(Segmentation mask data)
━━━━━━━━━━
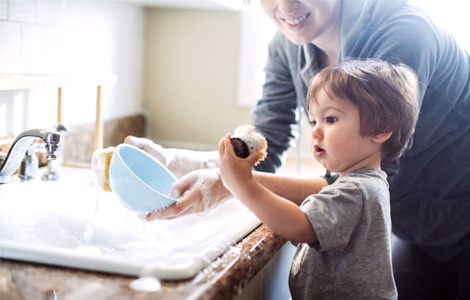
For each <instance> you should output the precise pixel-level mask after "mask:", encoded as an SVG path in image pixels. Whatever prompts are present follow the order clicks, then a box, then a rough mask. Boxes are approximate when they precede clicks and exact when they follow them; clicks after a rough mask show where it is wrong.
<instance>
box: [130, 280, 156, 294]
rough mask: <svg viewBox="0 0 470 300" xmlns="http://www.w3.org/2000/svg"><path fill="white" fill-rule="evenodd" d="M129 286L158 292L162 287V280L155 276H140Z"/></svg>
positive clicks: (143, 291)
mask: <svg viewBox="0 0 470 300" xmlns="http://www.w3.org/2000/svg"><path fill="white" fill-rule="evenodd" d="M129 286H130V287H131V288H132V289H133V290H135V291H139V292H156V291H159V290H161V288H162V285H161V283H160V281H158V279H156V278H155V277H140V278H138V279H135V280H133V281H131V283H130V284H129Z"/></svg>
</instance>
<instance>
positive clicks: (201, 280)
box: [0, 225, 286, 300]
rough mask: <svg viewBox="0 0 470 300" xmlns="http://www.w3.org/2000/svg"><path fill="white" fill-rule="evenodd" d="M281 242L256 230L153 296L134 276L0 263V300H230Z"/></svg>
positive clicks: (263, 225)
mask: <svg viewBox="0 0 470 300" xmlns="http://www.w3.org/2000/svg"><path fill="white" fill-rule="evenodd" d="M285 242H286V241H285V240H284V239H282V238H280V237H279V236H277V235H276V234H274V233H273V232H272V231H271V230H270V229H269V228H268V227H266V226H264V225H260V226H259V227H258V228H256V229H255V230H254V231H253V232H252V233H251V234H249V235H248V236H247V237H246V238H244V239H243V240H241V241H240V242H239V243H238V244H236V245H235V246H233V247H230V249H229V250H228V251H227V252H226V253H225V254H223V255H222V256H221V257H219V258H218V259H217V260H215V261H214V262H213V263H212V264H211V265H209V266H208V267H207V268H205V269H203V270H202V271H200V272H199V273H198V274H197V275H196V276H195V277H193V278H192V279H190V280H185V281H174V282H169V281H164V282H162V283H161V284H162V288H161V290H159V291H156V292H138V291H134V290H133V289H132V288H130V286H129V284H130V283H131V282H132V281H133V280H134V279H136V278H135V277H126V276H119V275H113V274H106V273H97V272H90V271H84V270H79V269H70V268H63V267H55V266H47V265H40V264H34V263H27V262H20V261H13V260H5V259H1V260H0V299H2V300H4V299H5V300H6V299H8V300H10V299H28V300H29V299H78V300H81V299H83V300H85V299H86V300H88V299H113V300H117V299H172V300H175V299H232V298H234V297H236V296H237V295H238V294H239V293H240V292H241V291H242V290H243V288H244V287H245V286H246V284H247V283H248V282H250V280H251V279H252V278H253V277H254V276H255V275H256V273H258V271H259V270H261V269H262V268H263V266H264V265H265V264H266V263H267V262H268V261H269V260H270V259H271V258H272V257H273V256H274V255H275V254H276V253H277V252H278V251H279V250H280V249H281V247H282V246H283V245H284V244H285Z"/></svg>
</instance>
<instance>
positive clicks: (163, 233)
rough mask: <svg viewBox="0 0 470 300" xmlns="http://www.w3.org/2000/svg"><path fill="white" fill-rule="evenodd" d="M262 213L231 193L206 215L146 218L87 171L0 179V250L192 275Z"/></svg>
━━━━━━━━━━
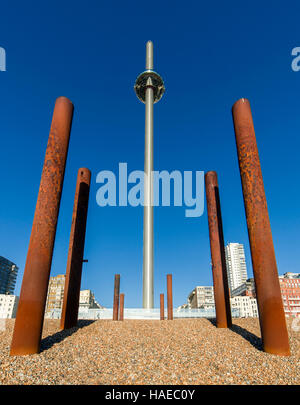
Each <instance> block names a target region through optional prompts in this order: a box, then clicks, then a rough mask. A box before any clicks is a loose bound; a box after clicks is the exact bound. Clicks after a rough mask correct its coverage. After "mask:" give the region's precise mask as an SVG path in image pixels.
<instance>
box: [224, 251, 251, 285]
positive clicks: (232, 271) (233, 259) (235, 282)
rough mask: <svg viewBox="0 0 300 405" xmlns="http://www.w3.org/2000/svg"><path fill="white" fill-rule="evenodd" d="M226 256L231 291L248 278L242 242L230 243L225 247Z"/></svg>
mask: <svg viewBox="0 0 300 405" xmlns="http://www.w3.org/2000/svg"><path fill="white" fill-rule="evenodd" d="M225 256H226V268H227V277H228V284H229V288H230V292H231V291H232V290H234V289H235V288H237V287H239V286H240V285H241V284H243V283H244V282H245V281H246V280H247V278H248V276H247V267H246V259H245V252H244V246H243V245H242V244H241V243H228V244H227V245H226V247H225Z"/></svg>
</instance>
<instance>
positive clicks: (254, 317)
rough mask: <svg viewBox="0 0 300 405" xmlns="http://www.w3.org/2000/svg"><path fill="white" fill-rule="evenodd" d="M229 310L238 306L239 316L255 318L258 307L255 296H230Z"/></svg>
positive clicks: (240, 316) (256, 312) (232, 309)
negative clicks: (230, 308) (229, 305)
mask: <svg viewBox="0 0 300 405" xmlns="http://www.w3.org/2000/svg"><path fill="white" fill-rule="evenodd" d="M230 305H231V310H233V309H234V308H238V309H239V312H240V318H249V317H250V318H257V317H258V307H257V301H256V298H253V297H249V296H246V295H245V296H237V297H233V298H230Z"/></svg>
━━━━━━━━━━
• Problem to solve
Please copy every line of the records above in which "prompts" appears.

• Exercise answer
For each <instance> you should output the precise pixel-level mask after "mask:", encoded as an SVG path in image pixels. Whatever prompts are present follow the order clicks, then a box, then a rough mask. Boxes are approximate when they precede clicks and exact when they follow them; clicks after a rough mask show where it is wrong.
Each <instance> block names a target region through optional prompts in this order: a box, then clicks, then a rough mask. A box before any clicks is a loose bound; a box after clicks is the exact bound. Clicks after a rough mask correct its coverage. After "mask:" give the region's precise mask as an SVG path in image pixels.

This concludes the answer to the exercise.